Directions: Only the line with "is tree reflection" and the lines after it, through the end of the material, belong in the answer; repeat them exactly.
▼
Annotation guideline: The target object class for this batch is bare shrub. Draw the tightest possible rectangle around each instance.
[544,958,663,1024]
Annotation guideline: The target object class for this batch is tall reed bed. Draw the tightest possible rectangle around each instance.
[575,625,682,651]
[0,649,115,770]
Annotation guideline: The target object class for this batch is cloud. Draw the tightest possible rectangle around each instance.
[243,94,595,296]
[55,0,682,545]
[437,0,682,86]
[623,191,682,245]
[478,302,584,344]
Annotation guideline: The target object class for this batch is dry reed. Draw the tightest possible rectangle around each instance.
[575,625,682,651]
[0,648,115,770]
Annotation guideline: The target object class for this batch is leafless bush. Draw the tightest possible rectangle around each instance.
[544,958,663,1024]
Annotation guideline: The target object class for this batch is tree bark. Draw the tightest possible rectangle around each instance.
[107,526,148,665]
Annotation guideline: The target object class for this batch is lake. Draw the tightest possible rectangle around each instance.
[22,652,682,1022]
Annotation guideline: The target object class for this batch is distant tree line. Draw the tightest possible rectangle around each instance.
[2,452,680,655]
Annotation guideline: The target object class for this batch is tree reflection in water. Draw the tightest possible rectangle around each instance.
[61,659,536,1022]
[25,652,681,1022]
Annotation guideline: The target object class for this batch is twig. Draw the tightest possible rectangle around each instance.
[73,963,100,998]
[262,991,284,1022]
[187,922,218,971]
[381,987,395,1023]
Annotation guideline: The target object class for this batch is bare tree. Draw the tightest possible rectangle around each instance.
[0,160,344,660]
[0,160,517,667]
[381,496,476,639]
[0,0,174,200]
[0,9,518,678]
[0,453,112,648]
▲
Response to the task:
Annotation guideline: The target object class for this batch is tree reflection in water. Draw the tightest possible rectangle around each instance.
[61,659,536,1022]
[25,652,681,1022]
Annotation guideline: The target object class for this batch is twig. Draw the tightest possible rectangle around each instance.
[73,963,100,998]
[262,991,284,1022]
[187,922,218,971]
[381,987,395,1023]
Annotation guideline: The target object class for this batch is bare tree. Draw the tightest possible rectangle around each instance.
[0,160,344,660]
[0,160,517,667]
[381,496,476,639]
[0,0,174,200]
[0,9,518,678]
[0,453,112,648]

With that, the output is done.